YOUR TASK: Could you please return each line of the data that has the word "truck"?

GIVEN ENTRIES:
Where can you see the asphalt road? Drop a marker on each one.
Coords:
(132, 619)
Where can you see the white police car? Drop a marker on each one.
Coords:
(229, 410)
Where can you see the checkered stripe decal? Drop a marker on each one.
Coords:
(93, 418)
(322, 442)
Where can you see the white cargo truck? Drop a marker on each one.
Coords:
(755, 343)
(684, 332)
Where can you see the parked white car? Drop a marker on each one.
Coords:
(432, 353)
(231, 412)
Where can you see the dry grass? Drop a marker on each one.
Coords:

* * *

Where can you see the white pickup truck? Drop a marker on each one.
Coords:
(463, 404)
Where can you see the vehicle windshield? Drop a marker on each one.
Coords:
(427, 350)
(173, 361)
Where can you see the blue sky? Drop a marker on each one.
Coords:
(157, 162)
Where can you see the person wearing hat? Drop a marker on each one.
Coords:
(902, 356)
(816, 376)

WRITTEN RESPONSE:
Where can you see the white cargo truck? Drop a marker on each one.
Where can you see the white pickup truck? Drop a marker on each one.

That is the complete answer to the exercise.